→ **Input material**
- - - -

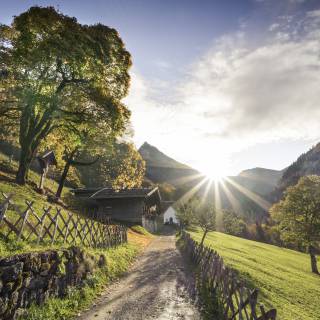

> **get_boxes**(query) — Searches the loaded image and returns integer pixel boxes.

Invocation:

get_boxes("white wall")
[163,207,179,223]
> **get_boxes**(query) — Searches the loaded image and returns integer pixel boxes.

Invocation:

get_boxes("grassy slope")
[23,230,152,320]
[0,152,82,256]
[0,152,70,209]
[191,232,320,320]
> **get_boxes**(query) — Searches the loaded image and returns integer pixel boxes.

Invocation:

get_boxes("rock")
[98,254,107,268]
[2,262,23,282]
[0,297,9,315]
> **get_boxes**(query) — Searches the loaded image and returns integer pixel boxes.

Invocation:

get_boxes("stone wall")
[0,247,105,320]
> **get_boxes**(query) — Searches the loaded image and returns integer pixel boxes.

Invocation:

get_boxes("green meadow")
[190,232,320,320]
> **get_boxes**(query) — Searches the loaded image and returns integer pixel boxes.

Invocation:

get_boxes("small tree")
[194,204,216,247]
[270,175,320,274]
[222,210,247,237]
[177,201,194,229]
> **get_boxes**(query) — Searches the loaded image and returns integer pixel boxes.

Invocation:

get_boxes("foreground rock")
[0,247,105,320]
[78,235,200,320]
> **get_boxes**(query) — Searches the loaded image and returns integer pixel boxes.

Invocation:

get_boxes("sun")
[201,166,227,181]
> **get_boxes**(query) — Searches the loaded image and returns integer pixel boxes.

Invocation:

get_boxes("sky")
[0,0,320,177]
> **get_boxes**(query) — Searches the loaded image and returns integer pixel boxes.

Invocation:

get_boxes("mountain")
[139,142,191,169]
[139,142,282,215]
[234,168,283,196]
[270,143,320,202]
[139,142,201,187]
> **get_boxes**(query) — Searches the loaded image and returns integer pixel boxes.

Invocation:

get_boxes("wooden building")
[73,187,161,231]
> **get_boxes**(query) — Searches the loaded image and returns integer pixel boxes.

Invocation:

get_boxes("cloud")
[127,11,320,174]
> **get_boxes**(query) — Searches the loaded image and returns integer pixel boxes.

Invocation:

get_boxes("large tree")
[0,7,131,184]
[270,175,320,274]
[78,141,145,189]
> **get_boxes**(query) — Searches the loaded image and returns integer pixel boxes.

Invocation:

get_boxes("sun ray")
[201,179,213,204]
[168,173,204,185]
[213,180,223,231]
[226,177,271,211]
[220,178,241,212]
[176,177,209,203]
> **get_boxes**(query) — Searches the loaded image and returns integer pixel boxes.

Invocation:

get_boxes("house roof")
[73,187,160,199]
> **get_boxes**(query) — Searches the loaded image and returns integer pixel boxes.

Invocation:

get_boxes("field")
[191,232,320,320]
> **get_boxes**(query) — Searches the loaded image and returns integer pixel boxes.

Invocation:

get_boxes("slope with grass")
[191,232,320,320]
[22,230,152,320]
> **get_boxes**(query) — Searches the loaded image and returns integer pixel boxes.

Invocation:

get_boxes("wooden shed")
[73,187,161,231]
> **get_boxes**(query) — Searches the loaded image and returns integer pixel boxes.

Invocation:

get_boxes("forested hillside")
[139,142,282,221]
[270,143,320,202]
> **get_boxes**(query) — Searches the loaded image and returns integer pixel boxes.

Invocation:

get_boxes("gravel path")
[77,235,200,320]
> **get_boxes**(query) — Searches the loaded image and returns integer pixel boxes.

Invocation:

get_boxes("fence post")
[37,207,51,244]
[0,193,13,224]
[18,201,33,241]
[51,208,61,244]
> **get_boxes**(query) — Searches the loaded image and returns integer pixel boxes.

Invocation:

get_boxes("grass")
[130,225,153,237]
[23,231,151,320]
[190,231,320,320]
[0,152,89,251]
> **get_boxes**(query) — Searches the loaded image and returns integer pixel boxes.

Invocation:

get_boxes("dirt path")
[77,230,200,320]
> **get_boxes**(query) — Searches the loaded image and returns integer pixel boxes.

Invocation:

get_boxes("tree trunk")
[56,157,72,198]
[200,230,208,248]
[309,245,319,274]
[16,147,33,185]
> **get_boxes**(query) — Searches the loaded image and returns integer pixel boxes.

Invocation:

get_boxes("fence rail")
[182,231,277,320]
[0,193,127,248]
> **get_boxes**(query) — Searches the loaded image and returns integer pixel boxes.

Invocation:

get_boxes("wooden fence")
[182,231,277,320]
[0,194,127,248]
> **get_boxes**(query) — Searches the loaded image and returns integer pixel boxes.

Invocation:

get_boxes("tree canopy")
[0,7,131,184]
[270,175,320,273]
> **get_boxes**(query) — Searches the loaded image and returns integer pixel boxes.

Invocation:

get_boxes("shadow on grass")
[176,233,223,320]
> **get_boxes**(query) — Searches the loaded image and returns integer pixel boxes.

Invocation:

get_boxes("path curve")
[77,235,200,320]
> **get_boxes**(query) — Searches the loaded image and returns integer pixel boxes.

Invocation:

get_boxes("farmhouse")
[163,206,179,224]
[73,188,161,231]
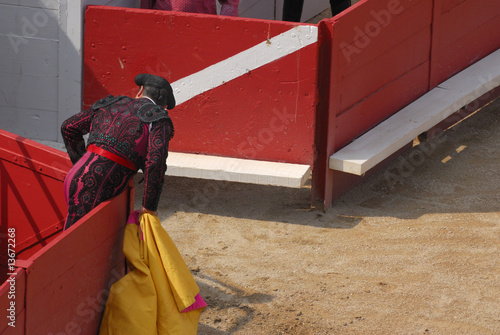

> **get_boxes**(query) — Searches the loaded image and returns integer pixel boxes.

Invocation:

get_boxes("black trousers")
[283,0,351,22]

- - - -

→ **Work to do**
Identify every line of the listing above that contains the string "wall", and copy each of those lines. Matching is case-sensitive.

→ **Answer to the task**
get_boxes("white wall")
get_boxes("stone wall")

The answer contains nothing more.